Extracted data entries
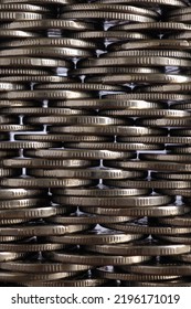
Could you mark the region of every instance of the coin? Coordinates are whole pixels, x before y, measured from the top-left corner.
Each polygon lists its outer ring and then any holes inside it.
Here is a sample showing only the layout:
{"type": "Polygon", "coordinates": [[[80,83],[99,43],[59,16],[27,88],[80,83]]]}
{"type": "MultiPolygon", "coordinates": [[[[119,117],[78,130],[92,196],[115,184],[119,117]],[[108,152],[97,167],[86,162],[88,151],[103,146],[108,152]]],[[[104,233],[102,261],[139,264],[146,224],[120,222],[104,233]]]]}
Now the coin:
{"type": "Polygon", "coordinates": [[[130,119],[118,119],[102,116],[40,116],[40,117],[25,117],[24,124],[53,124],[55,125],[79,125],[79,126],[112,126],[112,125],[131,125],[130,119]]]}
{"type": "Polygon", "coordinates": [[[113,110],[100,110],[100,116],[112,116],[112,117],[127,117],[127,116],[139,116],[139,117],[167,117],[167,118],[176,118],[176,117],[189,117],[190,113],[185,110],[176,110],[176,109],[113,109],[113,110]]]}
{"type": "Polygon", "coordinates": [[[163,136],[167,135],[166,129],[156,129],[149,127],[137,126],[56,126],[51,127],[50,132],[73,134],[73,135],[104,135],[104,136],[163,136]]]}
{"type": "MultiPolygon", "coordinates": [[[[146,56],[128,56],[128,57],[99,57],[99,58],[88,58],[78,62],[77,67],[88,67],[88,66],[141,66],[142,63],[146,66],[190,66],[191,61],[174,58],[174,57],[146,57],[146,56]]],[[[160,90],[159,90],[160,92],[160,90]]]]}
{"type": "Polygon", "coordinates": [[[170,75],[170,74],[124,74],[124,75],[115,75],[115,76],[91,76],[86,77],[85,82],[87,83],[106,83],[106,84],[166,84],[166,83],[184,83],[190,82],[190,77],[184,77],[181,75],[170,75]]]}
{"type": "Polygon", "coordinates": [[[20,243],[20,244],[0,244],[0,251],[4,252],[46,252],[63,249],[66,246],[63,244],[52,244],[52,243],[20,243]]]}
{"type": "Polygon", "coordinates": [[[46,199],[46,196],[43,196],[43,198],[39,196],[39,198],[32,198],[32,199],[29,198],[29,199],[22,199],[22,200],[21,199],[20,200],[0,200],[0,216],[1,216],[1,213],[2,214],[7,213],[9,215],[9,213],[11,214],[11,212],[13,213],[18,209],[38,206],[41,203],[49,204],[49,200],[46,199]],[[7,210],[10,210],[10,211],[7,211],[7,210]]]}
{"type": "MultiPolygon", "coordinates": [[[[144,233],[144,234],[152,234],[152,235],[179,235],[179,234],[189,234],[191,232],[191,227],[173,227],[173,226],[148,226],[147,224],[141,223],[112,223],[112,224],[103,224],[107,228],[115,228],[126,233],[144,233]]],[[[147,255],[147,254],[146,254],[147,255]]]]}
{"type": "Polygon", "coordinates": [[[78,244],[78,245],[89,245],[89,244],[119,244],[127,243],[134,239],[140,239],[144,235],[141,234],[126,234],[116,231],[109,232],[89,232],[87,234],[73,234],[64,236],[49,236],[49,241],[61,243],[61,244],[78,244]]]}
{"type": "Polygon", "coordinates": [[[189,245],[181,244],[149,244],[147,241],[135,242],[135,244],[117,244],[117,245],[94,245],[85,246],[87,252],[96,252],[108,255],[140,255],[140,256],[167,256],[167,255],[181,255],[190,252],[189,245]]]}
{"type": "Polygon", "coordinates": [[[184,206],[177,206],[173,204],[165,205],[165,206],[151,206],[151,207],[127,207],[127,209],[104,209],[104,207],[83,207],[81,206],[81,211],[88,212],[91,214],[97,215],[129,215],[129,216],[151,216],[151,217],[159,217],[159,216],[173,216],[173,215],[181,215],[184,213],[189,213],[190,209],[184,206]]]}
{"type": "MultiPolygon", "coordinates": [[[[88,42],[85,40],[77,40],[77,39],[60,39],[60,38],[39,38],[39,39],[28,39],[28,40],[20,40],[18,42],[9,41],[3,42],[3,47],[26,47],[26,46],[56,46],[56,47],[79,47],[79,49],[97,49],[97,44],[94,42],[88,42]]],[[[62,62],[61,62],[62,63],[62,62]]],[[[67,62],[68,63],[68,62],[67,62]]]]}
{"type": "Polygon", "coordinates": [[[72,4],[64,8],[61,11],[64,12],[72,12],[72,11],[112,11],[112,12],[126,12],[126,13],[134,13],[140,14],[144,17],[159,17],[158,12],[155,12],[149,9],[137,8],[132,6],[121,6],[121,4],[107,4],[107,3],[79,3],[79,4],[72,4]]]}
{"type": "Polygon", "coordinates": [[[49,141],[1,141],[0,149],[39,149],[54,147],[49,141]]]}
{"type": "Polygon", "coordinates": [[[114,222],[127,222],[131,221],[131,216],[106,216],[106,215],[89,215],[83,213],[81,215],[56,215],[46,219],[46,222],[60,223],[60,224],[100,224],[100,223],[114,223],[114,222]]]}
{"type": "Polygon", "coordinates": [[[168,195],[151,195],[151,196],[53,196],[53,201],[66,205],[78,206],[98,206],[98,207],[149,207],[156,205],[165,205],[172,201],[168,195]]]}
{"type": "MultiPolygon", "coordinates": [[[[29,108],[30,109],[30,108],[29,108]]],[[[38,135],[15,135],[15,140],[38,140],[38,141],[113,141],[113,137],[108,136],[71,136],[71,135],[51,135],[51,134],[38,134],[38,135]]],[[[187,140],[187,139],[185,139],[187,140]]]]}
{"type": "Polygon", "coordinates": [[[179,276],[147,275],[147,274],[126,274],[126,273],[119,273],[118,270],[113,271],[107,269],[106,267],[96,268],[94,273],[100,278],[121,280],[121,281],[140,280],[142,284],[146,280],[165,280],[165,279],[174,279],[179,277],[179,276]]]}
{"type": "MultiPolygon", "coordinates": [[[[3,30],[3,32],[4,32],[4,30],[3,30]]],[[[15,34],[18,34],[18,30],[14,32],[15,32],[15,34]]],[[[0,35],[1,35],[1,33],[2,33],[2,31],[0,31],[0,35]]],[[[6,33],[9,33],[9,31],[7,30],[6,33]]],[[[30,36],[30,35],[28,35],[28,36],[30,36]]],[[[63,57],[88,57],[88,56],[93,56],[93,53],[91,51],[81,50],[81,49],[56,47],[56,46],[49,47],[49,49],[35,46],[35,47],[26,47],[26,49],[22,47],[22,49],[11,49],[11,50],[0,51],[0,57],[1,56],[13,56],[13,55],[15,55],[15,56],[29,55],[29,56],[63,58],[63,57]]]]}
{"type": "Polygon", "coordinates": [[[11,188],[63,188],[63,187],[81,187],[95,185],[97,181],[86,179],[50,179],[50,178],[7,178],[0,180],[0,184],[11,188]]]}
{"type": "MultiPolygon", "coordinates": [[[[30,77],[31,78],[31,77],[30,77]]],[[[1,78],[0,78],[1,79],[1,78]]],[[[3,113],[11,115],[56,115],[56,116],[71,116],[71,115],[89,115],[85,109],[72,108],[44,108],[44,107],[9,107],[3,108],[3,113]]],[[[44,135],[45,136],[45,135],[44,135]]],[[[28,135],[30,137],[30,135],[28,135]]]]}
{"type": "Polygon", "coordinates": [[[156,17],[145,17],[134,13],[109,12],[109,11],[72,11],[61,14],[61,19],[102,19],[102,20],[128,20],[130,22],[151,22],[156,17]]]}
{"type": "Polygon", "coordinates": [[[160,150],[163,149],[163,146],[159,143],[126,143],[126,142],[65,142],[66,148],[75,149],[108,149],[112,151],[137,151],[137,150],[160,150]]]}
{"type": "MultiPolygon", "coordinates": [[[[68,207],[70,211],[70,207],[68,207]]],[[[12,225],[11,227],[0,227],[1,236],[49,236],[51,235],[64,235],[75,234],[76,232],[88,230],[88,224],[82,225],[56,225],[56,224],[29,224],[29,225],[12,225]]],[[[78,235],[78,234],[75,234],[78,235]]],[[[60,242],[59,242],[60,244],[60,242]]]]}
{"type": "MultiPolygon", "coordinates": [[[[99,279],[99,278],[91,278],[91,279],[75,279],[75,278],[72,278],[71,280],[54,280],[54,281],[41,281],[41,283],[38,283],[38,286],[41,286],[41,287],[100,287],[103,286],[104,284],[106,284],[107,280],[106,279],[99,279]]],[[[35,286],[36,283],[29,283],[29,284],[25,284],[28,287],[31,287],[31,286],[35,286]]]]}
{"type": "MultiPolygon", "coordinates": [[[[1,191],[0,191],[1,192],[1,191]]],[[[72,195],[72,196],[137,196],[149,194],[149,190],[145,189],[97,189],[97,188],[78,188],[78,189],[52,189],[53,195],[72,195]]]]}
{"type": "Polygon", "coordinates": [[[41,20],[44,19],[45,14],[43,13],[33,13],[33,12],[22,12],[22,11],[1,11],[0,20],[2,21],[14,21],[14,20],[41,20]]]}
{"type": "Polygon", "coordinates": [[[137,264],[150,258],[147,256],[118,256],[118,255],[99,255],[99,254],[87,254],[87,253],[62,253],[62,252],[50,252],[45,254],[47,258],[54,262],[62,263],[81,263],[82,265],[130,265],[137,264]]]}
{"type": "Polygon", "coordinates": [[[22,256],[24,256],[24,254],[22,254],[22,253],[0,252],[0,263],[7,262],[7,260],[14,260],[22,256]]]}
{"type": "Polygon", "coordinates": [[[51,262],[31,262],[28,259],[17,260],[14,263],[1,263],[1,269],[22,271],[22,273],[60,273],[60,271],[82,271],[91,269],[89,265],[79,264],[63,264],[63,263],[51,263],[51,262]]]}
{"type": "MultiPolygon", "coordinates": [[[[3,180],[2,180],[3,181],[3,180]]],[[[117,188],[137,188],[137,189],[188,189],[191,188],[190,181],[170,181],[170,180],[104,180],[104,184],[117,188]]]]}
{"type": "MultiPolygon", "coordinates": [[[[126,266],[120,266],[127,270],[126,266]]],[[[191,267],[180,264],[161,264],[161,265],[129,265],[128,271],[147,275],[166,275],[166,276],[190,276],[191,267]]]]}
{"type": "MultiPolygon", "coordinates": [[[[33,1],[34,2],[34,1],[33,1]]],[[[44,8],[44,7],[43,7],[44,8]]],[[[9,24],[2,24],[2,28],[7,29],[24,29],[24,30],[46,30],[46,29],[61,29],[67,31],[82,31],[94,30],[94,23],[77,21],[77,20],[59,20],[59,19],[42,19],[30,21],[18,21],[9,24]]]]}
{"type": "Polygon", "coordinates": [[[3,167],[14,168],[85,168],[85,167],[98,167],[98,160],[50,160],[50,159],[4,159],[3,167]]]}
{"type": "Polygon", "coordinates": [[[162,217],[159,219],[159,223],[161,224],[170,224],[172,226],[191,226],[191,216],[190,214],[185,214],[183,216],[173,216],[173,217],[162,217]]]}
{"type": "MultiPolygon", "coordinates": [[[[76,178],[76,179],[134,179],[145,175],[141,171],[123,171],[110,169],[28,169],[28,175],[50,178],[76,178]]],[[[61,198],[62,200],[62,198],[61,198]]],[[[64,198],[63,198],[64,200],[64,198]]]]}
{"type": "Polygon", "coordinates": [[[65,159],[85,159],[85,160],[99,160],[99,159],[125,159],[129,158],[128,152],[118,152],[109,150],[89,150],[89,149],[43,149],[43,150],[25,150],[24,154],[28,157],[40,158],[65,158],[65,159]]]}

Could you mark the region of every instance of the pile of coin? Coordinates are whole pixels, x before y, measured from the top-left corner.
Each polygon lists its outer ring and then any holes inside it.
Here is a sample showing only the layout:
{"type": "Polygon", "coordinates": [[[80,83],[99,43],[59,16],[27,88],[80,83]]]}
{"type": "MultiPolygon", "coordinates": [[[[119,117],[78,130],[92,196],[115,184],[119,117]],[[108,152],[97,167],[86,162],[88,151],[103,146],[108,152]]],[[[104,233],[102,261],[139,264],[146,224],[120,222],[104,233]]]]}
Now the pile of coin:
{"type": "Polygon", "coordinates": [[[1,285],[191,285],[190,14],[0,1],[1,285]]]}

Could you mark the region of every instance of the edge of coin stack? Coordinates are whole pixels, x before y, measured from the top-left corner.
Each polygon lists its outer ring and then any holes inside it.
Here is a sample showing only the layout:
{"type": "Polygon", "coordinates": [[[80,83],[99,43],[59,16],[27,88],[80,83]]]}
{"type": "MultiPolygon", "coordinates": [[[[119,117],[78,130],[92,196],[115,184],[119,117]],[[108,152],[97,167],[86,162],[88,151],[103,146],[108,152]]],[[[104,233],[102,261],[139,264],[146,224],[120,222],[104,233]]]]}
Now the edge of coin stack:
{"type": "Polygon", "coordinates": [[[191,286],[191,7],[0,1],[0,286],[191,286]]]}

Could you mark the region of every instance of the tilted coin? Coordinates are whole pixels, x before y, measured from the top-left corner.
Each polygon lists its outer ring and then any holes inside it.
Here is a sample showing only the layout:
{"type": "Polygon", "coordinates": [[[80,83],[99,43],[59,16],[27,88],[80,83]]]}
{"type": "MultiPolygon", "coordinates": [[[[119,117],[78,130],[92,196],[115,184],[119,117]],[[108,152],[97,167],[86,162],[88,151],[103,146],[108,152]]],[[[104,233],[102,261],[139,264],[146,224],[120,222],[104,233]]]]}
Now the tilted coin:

## EXERCISE AIM
Repeat the lines exactly, starting with the line containing "Could you mark the region of every instance of the tilted" and going on through the end of the entries.

## FULL OUTPUT
Could you mark the region of every instance of the tilted coin? Coordinates are whole pixels, x before y, measured from the top-left corner.
Each polygon lists its outer ring and then any holes inside it.
Here is a sample showing only the layout:
{"type": "Polygon", "coordinates": [[[80,83],[99,43],[59,16],[27,88],[80,83]]]}
{"type": "MultiPolygon", "coordinates": [[[[119,117],[78,130],[92,196],[115,184],[119,117]],[[108,152],[97,167],[86,162],[88,151],[103,146],[108,152]]],[[[104,233],[102,261],[139,264],[146,224],[120,222],[104,233]]]]}
Now the tilted coin:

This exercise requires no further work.